--- Exercise ---
Since only part of the material is needed, please repeat exactly the line that includes "query = narrow walkway" and every line after it, up to the last.

-------------------------

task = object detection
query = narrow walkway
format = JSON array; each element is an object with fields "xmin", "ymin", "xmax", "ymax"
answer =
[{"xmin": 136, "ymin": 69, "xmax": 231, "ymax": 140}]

-------------------------

--- Exercise response ---
query = narrow walkway
format = JSON array; each element is an object with fields "xmin", "ymin", "xmax", "ymax"
answer =
[{"xmin": 136, "ymin": 69, "xmax": 231, "ymax": 140}]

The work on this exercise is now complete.